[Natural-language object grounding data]

************

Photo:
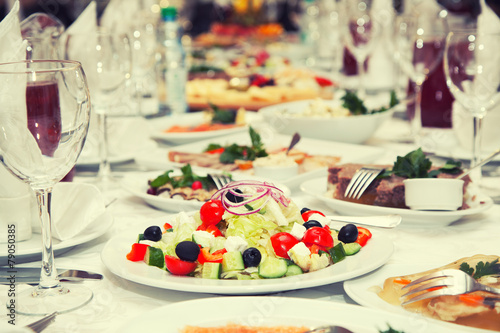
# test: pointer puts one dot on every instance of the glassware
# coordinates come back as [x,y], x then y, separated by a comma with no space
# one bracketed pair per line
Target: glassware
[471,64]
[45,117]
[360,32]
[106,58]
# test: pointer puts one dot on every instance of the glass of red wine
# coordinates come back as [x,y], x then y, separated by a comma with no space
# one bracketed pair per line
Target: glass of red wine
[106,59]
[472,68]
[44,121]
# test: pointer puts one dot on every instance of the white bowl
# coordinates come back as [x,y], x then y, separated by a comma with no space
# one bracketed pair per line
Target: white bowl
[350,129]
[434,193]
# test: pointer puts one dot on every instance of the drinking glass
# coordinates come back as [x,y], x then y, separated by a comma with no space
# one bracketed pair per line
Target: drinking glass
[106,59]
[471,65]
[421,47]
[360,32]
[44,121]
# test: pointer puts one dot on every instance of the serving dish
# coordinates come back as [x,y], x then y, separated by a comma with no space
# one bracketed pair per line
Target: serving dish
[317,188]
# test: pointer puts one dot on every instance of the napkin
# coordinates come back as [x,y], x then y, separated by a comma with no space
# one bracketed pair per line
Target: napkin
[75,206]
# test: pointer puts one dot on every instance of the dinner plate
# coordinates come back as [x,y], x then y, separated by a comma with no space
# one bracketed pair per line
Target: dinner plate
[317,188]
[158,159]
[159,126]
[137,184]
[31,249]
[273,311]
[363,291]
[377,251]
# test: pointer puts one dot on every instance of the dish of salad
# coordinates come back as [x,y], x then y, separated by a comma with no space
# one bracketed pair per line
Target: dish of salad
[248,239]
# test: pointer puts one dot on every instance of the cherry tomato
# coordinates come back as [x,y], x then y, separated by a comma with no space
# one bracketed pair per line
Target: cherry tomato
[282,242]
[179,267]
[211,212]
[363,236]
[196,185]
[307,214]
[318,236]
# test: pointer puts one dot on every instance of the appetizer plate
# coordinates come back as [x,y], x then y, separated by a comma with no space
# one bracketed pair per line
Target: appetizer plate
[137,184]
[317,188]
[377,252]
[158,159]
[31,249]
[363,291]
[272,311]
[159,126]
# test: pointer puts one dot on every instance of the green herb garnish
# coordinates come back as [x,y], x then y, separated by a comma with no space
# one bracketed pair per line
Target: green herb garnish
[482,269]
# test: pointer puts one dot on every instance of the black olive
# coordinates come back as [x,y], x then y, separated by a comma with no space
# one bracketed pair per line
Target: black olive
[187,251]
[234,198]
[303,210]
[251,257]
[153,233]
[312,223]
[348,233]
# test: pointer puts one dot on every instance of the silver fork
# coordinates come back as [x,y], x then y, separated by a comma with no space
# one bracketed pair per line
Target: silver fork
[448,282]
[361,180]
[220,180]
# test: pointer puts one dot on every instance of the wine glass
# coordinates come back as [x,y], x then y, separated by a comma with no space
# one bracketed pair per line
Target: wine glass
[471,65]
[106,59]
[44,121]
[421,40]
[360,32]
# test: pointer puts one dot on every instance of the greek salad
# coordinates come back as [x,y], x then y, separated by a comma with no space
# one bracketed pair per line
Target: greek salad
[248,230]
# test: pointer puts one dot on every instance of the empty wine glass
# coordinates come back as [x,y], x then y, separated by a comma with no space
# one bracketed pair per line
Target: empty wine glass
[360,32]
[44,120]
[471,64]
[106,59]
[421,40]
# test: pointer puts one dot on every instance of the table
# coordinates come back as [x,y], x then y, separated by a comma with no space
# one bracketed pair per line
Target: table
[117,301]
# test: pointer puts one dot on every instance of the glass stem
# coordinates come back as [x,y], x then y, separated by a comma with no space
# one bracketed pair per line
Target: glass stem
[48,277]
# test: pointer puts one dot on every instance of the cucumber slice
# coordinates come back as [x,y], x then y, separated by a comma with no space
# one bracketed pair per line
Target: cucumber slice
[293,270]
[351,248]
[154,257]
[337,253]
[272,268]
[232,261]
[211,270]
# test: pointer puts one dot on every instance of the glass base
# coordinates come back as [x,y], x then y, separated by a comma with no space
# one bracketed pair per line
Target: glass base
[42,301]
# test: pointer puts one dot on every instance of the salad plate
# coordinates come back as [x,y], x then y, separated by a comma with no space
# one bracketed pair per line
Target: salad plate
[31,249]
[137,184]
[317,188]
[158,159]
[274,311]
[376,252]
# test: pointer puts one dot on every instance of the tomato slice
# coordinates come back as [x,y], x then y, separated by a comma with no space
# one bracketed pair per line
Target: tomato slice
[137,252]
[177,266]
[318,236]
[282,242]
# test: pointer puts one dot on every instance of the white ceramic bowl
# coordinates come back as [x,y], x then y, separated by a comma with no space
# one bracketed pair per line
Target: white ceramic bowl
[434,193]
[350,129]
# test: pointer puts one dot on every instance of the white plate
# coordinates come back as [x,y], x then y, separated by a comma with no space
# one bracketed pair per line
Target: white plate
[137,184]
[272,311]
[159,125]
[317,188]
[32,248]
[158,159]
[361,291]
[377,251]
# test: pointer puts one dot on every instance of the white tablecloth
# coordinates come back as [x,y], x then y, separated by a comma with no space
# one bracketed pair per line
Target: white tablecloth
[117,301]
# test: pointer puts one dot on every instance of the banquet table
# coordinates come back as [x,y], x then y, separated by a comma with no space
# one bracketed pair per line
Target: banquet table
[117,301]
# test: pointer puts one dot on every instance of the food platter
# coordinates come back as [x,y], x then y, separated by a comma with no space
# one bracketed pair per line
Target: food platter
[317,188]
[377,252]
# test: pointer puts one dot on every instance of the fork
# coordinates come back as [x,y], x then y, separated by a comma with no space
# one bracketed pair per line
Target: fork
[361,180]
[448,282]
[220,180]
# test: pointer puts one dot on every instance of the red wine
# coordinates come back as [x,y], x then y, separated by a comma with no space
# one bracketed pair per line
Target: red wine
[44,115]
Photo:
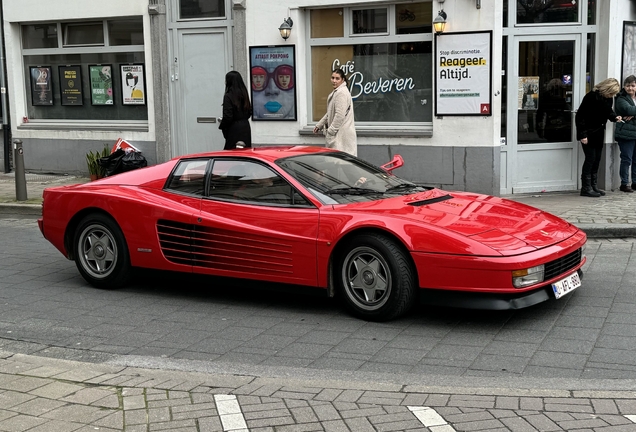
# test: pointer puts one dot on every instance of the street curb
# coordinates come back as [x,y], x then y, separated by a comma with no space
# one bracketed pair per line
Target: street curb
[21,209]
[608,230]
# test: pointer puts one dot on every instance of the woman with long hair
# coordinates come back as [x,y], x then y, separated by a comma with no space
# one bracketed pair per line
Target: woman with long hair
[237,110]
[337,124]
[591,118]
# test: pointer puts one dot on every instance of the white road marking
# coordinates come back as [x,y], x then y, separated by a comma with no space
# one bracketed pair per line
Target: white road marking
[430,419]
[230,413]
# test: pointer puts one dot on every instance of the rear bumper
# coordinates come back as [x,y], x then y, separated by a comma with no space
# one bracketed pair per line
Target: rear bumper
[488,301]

************

Brief » Return the entries unchanged, save for the pictures, which do not belong in the copy.

Exercise result »
Photo:
# test: pointer puts one dot on every instance of the glassware
# coordinates come back as [x,y], x then y, separated by a comma with no space
# one bracketed pair per line
Target: glassware
[471,64]
[45,117]
[360,32]
[106,58]
# test: pointer puts one dot on every instance of the glass of red wine
# coordinates come back as [x,y], x then y, separated by a comma with no space
# one bracketed pair per line
Target: glass of red wine
[106,59]
[472,68]
[44,121]
# test: pointer puts one dot on every instance of the white bowl
# coordinates come back as [x,y], x then y, separated by a comma with no space
# one bracketed pair per line
Target: white bowl
[350,129]
[434,193]
# test: pointer puts one dot on every instance of the drinking glass
# coordinates come back as [x,y], x then y, separated by a comma with no space
# one bracketed pair per line
Target: drinking glass
[106,59]
[471,65]
[421,47]
[360,32]
[44,121]
# test: pointer puts one dot on every instance of the serving dish
# coordinates come back as [x,y], x then y, separated by a comma with no space
# one bracketed pair per line
Target: serving dish
[317,188]
# test: pointer puts one dot on every instance of the napkin
# coordinates come back as [x,y], x then y, separated by a comma with no space
# one bracketed pair per line
Target: napkin
[75,206]
# test: pointer puts one dot on every instance of the dinner plate
# coordinates come back as [x,y], x then y, separated by a comma with no space
# one bracketed pair per line
Target: dinner plate
[317,188]
[158,159]
[159,126]
[137,184]
[31,249]
[273,311]
[363,291]
[377,251]
# test: pointer puts one dot on every instance of the dish of salad
# coordinates come back as [x,y], x then y, separated by a comma with no space
# one bracketed pair per line
Target: dish of salad
[248,239]
# test: pointer puts one dot on every instance of the cherry tomato
# coordinates come back as [x,y], x then y, separated by a comma with no space
# one bracketed pair per line
Target: cherry tomato
[282,242]
[179,267]
[211,212]
[363,236]
[196,185]
[307,214]
[318,236]
# test: pointer puts one dot on every instance of the appetizer plate
# coordinates come back as [x,y], x then y, separated by a comma with no space
# one bracketed pair per line
Target: appetizer plate
[137,184]
[317,188]
[377,252]
[158,159]
[31,249]
[363,291]
[272,311]
[159,126]
# test: pointer puts one dot on every instance of the green herb garnish
# coordinates come back as [x,y], x then y, separated by a comma with no space
# one bracketed pair per line
Target: green herb garnish
[482,269]
# test: pointer puts one dot on every instance of the black olive
# coordinates come back as [x,y], x then y, separated by a comma with no space
# one bracketed pair per line
Target: black olive
[187,251]
[234,198]
[303,210]
[251,257]
[153,233]
[312,223]
[348,233]
# test: pointer puts one dot on every instance of the silver fork
# coordinates come back as [x,y], x then y, separated by a comma with no space
# one bracketed pair per line
Target: silver fork
[448,282]
[361,180]
[220,180]
# test: pointer puts one dot on every instance of the wine glass
# coordinates come back as [x,y], x then y, separated by a comma with no space
# one bracketed pair per line
Target: wine glass
[471,65]
[106,59]
[44,121]
[421,40]
[360,32]
# test: pointer puts one dot on every instance of the greek salad
# coordinates come back as [x,y], x then y, separated by a comma with no space
# one bracketed pair per line
Target: greek salad
[248,230]
# test: pointer puts one dot on every instance of the empty wine glass
# coordinates come back as [x,y], x then y, separated by a comma with no space
# one bracketed pair per line
Target: empty wine glass
[360,32]
[44,120]
[471,64]
[106,59]
[421,40]
# test: pointer puts one dot on every instance of the table
# coordinates come back as [x,y], x then y, separated by a comma with no space
# one bracketed pair per line
Target: table
[117,301]
# test: pointer puts one dot on every instance of the glass stem
# coordinates come back as [x,y], x then y, separated by a comma with no space
# one bracketed pair per line
Target: glass stem
[48,277]
# test: pointer puts one dot on every instance of the cucumber slice
# coordinates come back as [x,y], x then y, separated by a comma with no space
# one bracketed pair per line
Target: cucumber slice
[293,270]
[351,248]
[154,257]
[337,253]
[272,268]
[232,261]
[211,270]
# test: pointer puts one dot on every instance of the glass base
# coordinates come back as [x,y], x then y, separated by a comma with no space
# one bracketed pair per line
Target: glass base
[42,301]
# test: pointer puts one dot on every instance of the salad plate
# coordinates come back as [x,y], x then y, separated by a comma with no space
# one bracketed pair per line
Target: salad plate
[31,249]
[137,184]
[317,188]
[158,159]
[274,311]
[376,252]
# test: pointer puts one dot on every instance of the tomato slice
# coordinates come back as [x,y], x then y, separated by a comma with no space
# one bracketed pair per line
Target: tomato slice
[137,252]
[177,266]
[318,236]
[282,242]
# test: pointer puts one dot on every instance of the white ceramic bowl
# coordinates come back as [x,y], x then y, separated by a comma with no space
# one bracketed pair per line
Target: white ceramic bowl
[434,193]
[350,129]
# test: pointer puts one dot on every instance of the white plate
# coordinates come back as [x,y], x then y, separated by a comma with no space
# one bracketed pair per line
Target: white plate
[137,184]
[272,311]
[159,125]
[317,188]
[32,248]
[158,159]
[361,291]
[377,251]
# test: pointer puts one dot on every instance of the white tablecloth
# coordinates come back as [x,y], x then y, separated by a comma with no space
# one bracketed pair per line
Target: white tablecloth
[117,301]
# test: pointer puts one dot on every instance of the banquet table
# coordinates come back as [x,y], x then y, separated by a comma with no space
# one bracketed pair per line
Target: banquet table
[117,301]
# test: pointer puts one dot on every instance of the food platter
# coordinates come back as [x,y], x then y, separated by a comma with no space
# one bracketed pair per line
Target: food platter
[317,188]
[377,252]
# test: pointer puts one dot on every instance of the fork
# coordinates come back as [x,y], x then y, separated by a comma with no space
# one bracketed pair per line
Target: fork
[361,180]
[448,282]
[220,180]
# test: pointer puts one dot on every instance of the red wine
# coordinates come back as [x,y], x then y, separated by a comma with no space
# one bracketed pair per line
Target: red wine
[44,115]
Photo:
# test: pointer puts one dot on every instance of the street curb
# coordinates come back as [x,y], x then y, separated by a comma with no space
# one bracketed pair per line
Target: street curb
[21,209]
[608,230]
# test: pointer puts one dot on every instance of the woman with long hair
# coordinates come back as [x,y], x then y, separated by a comma with no space
# one bracketed pair per line
Target: woman with long hair
[237,110]
[337,124]
[591,118]
# test: pointer puts one dot on every instance of the white road marking
# coordinates come back as [x,y], x then y, separated by a comma with no space
# one bracketed pair per line
Target: white road marking
[430,419]
[230,413]
# test: pointer puts one dot on every instance of the rear bumper
# coordinates come back as [x,y], x then y, separated by a comma with no space
# one bracketed pair per line
Target: rear bumper
[488,301]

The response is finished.